- SOURCE DATA -

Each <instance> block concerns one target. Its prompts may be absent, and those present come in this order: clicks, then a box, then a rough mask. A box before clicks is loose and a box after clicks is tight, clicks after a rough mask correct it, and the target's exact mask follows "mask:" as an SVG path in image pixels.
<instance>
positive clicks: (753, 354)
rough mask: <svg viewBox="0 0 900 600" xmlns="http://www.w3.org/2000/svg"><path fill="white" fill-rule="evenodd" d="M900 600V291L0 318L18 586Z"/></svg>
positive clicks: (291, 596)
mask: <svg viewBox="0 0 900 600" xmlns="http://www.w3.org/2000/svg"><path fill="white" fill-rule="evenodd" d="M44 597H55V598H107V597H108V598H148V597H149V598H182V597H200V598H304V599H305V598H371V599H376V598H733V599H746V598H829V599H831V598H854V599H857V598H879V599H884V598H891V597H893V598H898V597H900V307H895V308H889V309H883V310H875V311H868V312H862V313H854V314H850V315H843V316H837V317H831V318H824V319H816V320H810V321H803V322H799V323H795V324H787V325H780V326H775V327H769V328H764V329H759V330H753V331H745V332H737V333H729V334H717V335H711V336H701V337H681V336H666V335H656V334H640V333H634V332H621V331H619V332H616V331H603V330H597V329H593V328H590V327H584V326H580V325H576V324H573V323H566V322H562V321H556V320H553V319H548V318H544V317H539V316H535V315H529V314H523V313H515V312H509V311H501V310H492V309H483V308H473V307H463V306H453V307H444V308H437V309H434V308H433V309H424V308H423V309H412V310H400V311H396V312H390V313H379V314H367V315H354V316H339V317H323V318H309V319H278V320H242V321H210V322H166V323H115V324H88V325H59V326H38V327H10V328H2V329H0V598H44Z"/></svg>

- ACTION ITEM -
Your answer must be every line from the listing above that holds the string "instance".

- EXERCISE RESULT -
Each <instance> block concerns one target. Its prompts may be absent, and those present come in this order: clicks, then a box, then a rough mask. A box before clicks is loose and a box after clicks is tight, clicks after a rough mask correct it, and the target's exact mask follows "mask:" as an SVG path in image pixels.
<instance>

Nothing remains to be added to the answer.